## [Exercise prompt]
Retype exactly the stretch of lines that begins at the line containing "Can you locate the rear bumper" and ends at the last line of the data, with no other lines.
BEGIN Entries supplied
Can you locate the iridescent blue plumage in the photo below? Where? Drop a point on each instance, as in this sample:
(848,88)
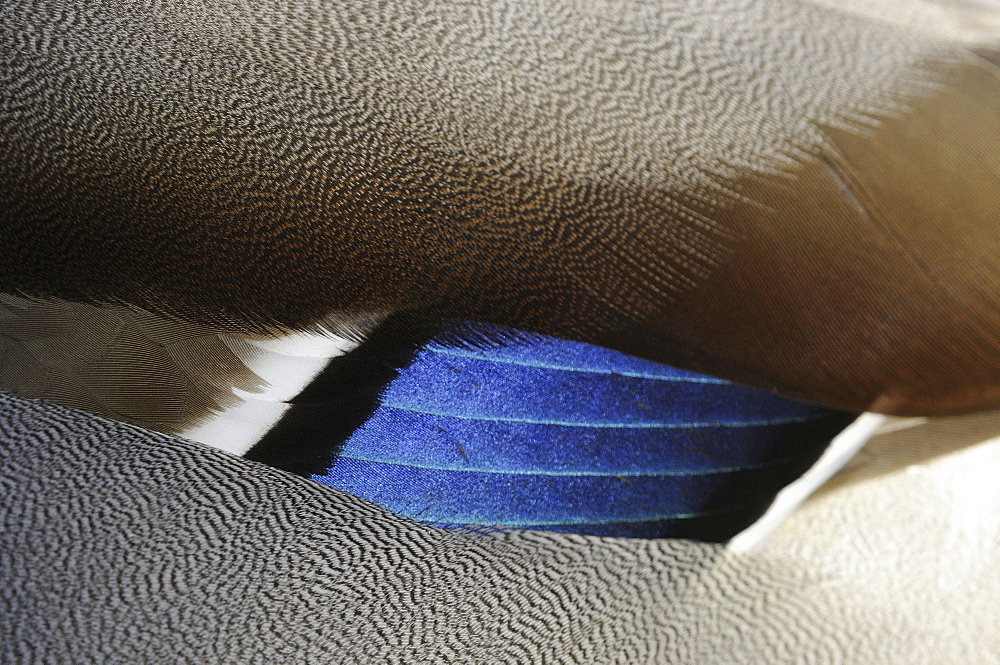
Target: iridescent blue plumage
(537,432)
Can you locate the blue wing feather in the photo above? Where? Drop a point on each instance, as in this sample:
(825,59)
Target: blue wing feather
(536,432)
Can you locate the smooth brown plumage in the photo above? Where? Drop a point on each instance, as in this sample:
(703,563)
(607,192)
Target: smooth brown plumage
(778,193)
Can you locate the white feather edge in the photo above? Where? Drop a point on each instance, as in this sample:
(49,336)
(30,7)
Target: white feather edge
(840,451)
(287,364)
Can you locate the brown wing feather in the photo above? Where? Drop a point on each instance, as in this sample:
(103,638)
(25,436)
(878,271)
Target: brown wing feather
(773,191)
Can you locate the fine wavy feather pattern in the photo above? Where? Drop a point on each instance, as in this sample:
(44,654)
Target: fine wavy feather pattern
(126,546)
(776,192)
(535,432)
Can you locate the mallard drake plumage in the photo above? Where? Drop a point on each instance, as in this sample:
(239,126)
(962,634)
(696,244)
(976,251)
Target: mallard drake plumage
(212,213)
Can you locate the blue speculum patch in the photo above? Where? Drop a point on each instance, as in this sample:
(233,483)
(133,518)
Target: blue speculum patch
(540,433)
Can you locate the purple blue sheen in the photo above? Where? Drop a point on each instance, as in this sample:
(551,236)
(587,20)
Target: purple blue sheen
(537,432)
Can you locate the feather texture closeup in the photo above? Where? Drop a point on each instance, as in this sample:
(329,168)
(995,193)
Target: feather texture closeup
(532,272)
(121,545)
(534,432)
(792,196)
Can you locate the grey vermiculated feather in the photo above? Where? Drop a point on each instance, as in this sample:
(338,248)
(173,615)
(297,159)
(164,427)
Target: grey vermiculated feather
(783,193)
(122,545)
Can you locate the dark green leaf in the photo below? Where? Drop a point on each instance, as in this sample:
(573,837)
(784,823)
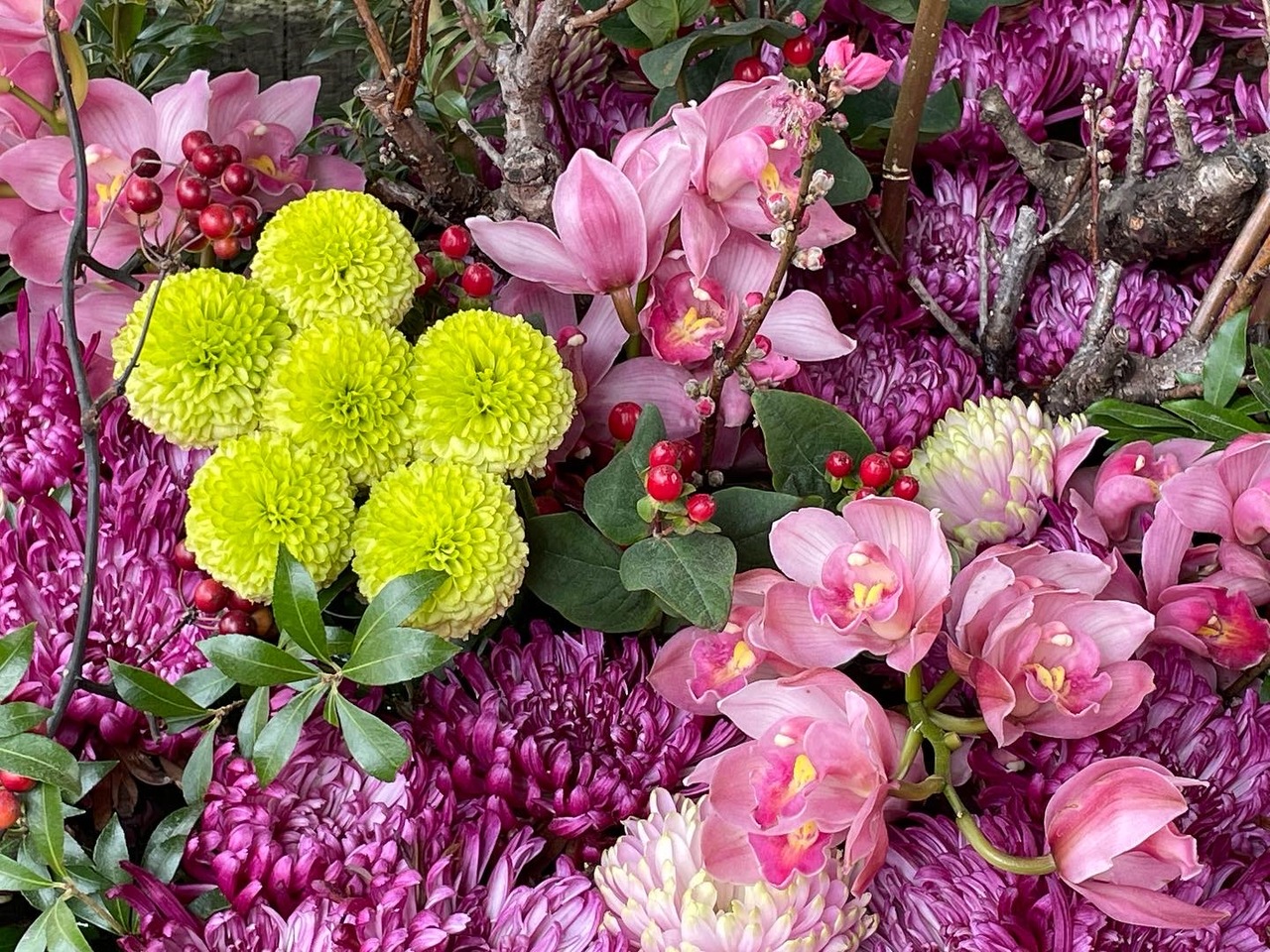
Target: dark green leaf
(398,601)
(281,734)
(295,607)
(150,693)
(168,842)
(255,662)
(16,651)
(41,760)
(611,494)
(578,572)
(746,517)
(1225,359)
(21,716)
(198,770)
(379,749)
(690,574)
(799,433)
(398,655)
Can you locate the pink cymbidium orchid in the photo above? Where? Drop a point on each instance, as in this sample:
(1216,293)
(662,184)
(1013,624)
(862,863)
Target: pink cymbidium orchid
(815,774)
(871,579)
(1110,829)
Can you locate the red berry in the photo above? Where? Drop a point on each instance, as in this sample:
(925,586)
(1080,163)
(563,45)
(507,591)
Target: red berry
(875,471)
(226,248)
(748,70)
(144,195)
(235,622)
(622,419)
(193,194)
(183,557)
(454,241)
(216,221)
(194,140)
(699,507)
(665,484)
(906,488)
(663,453)
(211,597)
(477,280)
(9,810)
(16,782)
(799,50)
(245,221)
(145,163)
(838,465)
(208,160)
(238,179)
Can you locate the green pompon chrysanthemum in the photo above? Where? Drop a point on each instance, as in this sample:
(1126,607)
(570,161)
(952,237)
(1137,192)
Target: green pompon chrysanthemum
(206,354)
(490,391)
(262,490)
(341,388)
(338,253)
(449,518)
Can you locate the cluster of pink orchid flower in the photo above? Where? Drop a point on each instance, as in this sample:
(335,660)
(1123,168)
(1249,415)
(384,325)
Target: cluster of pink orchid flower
(675,241)
(1048,640)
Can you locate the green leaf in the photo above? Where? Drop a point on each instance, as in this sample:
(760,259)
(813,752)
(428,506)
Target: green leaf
(690,574)
(198,770)
(1225,359)
(398,655)
(612,494)
(578,572)
(112,851)
(255,662)
(799,433)
(295,606)
(398,601)
(746,517)
(281,734)
(851,179)
(41,760)
(168,842)
(379,749)
(150,693)
(16,878)
(21,716)
(16,651)
(46,825)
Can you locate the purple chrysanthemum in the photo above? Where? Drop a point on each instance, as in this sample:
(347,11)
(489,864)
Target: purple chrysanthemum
(897,385)
(40,430)
(1151,306)
(567,734)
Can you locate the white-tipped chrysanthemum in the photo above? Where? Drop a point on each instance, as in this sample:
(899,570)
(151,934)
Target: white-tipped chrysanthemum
(988,466)
(663,900)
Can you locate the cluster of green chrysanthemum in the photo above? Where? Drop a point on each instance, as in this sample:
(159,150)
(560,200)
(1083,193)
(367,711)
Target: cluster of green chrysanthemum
(451,518)
(207,349)
(259,492)
(492,391)
(338,253)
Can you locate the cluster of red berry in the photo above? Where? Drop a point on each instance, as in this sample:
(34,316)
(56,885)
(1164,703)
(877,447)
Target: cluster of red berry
(476,280)
(876,472)
(211,189)
(231,613)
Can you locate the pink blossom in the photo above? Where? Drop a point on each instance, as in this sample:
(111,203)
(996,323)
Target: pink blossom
(1042,652)
(1112,839)
(816,774)
(873,579)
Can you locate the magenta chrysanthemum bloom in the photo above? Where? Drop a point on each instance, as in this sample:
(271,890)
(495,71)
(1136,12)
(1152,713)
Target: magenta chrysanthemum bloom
(40,429)
(897,385)
(1152,307)
(564,733)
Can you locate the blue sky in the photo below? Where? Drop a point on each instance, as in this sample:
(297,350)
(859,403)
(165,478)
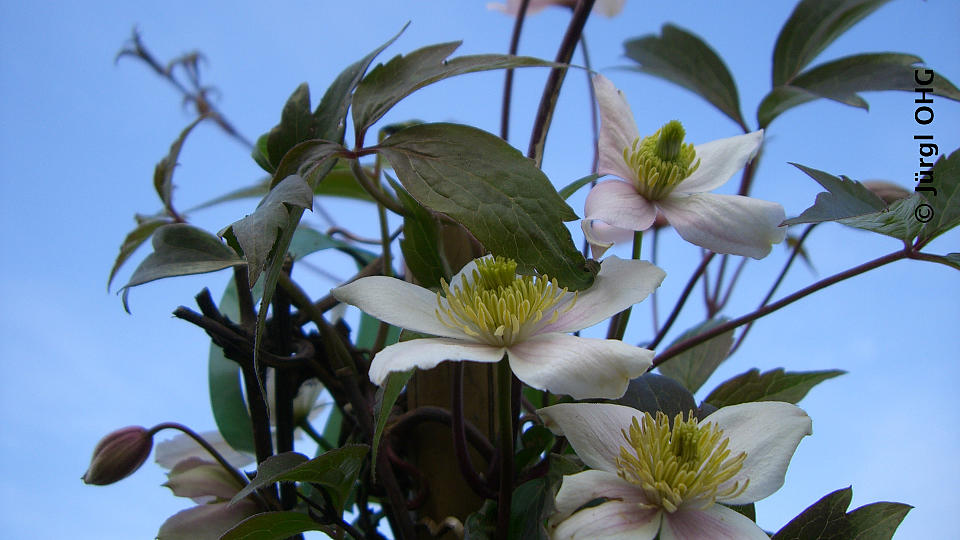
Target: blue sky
(80,135)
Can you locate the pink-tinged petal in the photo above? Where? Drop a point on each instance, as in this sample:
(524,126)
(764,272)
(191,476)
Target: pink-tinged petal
(715,523)
(427,353)
(602,237)
(202,480)
(620,518)
(719,160)
(769,432)
(620,284)
(595,430)
(580,367)
(728,224)
(397,302)
(618,203)
(170,452)
(205,522)
(618,130)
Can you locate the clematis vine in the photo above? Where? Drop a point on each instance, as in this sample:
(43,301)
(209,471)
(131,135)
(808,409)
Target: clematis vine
(487,312)
(667,479)
(607,8)
(661,173)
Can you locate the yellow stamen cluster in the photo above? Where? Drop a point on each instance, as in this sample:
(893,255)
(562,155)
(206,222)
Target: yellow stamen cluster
(497,306)
(685,464)
(661,161)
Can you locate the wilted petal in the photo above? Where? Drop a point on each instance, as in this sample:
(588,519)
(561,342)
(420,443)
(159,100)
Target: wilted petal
(621,518)
(427,353)
(620,284)
(719,160)
(769,432)
(205,522)
(170,452)
(728,224)
(716,523)
(617,203)
(398,303)
(580,367)
(618,130)
(595,430)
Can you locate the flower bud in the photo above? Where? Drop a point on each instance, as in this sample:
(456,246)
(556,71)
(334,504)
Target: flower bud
(118,455)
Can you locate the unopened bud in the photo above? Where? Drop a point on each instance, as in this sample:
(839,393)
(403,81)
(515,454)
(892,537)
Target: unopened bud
(118,455)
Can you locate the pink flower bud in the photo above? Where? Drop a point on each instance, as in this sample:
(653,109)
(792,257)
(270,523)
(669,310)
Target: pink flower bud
(118,455)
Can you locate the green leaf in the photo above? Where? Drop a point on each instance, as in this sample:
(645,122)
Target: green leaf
(841,80)
(421,240)
(256,235)
(827,519)
(135,238)
(844,198)
(814,25)
(179,250)
(275,526)
(163,173)
(684,59)
(336,470)
(693,367)
(651,393)
(575,186)
(945,201)
(774,385)
(501,197)
(388,83)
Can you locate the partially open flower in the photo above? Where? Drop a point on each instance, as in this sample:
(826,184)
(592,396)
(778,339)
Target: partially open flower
(118,455)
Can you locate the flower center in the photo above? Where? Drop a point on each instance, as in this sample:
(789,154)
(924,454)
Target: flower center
(661,161)
(497,306)
(680,465)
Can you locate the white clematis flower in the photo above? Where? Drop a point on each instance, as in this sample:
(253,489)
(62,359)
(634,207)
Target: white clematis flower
(488,311)
(607,8)
(661,173)
(662,479)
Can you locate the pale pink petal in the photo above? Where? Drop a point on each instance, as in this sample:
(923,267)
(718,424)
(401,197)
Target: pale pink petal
(621,518)
(397,302)
(769,432)
(715,523)
(601,236)
(618,130)
(719,160)
(728,224)
(595,430)
(205,522)
(580,367)
(172,451)
(617,203)
(620,284)
(427,353)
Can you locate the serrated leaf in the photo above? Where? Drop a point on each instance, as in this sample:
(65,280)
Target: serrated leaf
(686,60)
(163,173)
(693,367)
(256,234)
(827,519)
(274,526)
(387,84)
(336,470)
(773,385)
(179,250)
(501,197)
(844,198)
(945,201)
(812,27)
(134,239)
(841,80)
(651,393)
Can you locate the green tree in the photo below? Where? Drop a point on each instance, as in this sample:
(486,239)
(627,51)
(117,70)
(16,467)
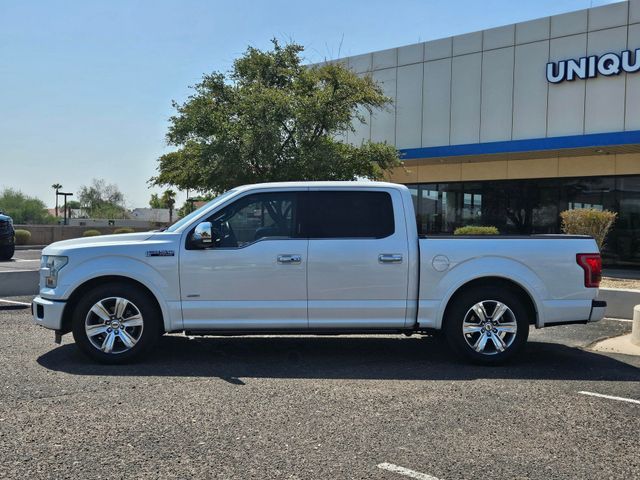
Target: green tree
(102,200)
(169,200)
(273,119)
(155,201)
(23,208)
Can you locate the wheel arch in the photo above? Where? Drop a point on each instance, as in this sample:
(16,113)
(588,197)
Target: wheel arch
(87,286)
(498,282)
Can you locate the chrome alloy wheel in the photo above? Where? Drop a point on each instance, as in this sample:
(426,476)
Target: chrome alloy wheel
(489,327)
(114,325)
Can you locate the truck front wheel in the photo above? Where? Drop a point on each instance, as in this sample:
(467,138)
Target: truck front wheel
(115,322)
(487,325)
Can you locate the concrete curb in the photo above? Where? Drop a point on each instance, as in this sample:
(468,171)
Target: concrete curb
(30,247)
(622,344)
(620,302)
(635,329)
(19,283)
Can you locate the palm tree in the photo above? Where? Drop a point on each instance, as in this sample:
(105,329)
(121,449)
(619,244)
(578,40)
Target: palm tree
(169,199)
(56,187)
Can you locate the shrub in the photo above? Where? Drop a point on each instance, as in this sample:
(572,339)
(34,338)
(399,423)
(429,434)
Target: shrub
(476,230)
(22,237)
(587,221)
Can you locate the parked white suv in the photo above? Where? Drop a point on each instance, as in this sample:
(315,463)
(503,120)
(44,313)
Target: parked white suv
(313,257)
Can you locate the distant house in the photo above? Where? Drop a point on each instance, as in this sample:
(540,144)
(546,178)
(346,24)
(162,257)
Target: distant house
(153,215)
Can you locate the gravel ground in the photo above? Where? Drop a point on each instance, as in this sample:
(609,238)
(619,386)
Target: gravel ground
(316,408)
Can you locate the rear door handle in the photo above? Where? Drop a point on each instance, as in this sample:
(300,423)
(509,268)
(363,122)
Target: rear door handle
(390,258)
(287,259)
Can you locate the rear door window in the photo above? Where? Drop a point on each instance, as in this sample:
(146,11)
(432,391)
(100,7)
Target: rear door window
(348,214)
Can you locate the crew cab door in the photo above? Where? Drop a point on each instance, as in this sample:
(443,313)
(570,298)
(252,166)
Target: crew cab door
(254,275)
(358,259)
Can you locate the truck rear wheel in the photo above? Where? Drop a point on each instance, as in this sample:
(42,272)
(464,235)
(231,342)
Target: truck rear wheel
(114,323)
(7,251)
(487,325)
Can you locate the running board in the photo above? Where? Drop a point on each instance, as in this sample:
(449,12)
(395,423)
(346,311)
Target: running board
(320,332)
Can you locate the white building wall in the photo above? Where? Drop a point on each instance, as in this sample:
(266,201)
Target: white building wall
(491,85)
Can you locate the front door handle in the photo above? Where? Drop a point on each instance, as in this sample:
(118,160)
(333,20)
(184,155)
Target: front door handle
(390,258)
(288,259)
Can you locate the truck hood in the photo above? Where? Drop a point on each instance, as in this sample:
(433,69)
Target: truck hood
(58,248)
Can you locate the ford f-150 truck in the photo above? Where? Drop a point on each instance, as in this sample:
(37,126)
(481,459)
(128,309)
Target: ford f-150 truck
(313,258)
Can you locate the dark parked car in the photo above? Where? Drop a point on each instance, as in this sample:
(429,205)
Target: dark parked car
(7,237)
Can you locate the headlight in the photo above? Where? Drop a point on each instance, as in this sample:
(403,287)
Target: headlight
(51,265)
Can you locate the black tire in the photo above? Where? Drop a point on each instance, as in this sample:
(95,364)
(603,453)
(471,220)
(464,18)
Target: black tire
(511,342)
(7,251)
(146,335)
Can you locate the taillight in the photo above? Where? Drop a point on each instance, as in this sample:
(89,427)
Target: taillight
(591,263)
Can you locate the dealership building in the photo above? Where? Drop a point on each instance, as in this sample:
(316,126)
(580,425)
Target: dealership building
(512,125)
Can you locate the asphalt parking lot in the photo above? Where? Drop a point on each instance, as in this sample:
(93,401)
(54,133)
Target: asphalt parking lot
(385,407)
(22,260)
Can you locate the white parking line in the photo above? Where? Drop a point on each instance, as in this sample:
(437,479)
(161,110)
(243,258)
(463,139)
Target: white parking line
(14,302)
(611,397)
(405,471)
(619,319)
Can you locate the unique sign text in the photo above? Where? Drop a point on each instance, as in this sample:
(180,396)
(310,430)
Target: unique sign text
(607,65)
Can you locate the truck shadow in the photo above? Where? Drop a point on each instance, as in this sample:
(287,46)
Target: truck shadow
(376,358)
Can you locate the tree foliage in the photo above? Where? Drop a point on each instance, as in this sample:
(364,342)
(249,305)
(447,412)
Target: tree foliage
(588,221)
(102,200)
(273,119)
(24,209)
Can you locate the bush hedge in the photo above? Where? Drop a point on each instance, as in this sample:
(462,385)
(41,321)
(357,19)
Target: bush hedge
(120,230)
(588,221)
(22,237)
(476,230)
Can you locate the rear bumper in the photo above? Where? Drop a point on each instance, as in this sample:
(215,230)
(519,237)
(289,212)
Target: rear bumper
(598,308)
(47,313)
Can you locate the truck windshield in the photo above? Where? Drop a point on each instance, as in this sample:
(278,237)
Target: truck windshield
(196,213)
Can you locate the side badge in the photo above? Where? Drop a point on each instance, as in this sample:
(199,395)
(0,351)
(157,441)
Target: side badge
(160,253)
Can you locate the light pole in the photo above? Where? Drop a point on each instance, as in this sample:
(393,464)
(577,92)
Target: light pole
(57,187)
(65,195)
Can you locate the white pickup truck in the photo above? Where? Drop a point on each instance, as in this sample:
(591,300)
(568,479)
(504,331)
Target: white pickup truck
(313,258)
END Entries supplied
## [Exercise result]
Can you locate the rear bumper in the photo above? Where? Drop a point on each instance, as in this sample:
(215,230)
(519,237)
(289,212)
Target: rear bumper
(598,308)
(47,313)
Can you locate the truck windshield in the photo above? Where? Drop a point on each instance, as in this sample:
(278,237)
Target: truck windshield
(196,213)
Can you locate the side badge in the photo above? Where? Drop a point on each instance, as in this sample:
(199,395)
(0,351)
(157,441)
Target: side badge
(160,253)
Can you locate the light pole in the photo above? Where? Drop a point on each instance, as in this sample:
(393,464)
(577,92)
Target: light pole
(57,187)
(65,195)
Can you locate the white pickup truck in the photo above? Where? Drop a point on each instance, as in this sample:
(591,300)
(568,479)
(504,331)
Target: white pickup truck
(313,258)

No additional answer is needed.